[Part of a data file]
# # # # # # #

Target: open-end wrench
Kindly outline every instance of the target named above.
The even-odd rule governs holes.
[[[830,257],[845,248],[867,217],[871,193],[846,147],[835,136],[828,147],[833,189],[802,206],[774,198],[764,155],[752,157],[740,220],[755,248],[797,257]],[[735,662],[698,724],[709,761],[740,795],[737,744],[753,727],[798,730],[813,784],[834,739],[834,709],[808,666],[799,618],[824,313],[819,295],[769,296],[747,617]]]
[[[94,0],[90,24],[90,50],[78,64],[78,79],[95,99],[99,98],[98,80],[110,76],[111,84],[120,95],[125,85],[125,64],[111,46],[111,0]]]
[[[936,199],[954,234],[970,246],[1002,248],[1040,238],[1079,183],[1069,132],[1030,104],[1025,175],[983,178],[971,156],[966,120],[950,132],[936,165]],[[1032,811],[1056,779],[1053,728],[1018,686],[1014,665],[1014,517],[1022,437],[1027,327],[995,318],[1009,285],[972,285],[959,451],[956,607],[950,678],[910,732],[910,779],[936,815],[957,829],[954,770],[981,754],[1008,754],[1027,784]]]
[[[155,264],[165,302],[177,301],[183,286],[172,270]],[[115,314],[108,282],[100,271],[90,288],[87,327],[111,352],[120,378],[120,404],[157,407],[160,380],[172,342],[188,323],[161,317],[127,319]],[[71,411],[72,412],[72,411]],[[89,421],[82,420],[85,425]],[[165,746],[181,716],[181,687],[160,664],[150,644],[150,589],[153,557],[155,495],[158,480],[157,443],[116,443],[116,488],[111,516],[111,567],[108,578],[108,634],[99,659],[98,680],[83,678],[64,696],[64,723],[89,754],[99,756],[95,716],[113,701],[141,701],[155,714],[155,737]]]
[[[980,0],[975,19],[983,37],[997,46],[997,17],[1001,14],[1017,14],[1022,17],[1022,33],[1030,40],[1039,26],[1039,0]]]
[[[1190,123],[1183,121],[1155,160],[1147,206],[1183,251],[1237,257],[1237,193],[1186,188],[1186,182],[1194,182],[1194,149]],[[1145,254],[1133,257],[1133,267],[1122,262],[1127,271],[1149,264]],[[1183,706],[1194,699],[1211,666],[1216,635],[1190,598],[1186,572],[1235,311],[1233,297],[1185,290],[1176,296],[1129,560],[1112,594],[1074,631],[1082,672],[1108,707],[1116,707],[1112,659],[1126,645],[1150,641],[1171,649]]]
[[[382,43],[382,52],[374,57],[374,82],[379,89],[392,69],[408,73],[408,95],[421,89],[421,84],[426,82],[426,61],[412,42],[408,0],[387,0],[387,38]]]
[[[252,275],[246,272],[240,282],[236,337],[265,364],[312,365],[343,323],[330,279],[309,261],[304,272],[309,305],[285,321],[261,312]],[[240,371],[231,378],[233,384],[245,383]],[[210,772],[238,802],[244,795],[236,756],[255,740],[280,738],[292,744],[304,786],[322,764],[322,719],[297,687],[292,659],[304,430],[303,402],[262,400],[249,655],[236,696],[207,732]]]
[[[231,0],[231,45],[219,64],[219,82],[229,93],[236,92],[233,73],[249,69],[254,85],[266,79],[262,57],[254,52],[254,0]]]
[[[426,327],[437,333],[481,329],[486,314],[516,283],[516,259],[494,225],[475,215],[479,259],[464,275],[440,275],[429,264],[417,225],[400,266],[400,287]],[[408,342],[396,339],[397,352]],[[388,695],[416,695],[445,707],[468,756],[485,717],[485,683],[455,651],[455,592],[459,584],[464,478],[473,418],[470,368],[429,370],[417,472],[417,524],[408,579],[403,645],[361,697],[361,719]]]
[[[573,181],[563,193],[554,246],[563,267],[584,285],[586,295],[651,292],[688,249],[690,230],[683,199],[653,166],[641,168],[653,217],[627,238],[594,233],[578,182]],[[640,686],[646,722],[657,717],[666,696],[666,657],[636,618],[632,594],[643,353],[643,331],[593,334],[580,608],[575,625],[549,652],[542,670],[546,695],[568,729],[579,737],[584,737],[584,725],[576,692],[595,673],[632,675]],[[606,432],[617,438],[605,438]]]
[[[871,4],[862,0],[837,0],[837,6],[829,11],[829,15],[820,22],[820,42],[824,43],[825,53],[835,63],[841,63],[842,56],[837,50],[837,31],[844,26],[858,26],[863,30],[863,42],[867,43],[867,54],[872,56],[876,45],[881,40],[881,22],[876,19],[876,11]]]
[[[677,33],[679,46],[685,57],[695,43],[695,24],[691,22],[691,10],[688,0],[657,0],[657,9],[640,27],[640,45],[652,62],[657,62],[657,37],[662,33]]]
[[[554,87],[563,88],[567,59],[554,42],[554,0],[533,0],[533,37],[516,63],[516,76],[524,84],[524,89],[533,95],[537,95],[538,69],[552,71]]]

# # # # # # #

Find each line in the items that contains the string "above", and copy those lines.

Kindly outline every instance of the target named above.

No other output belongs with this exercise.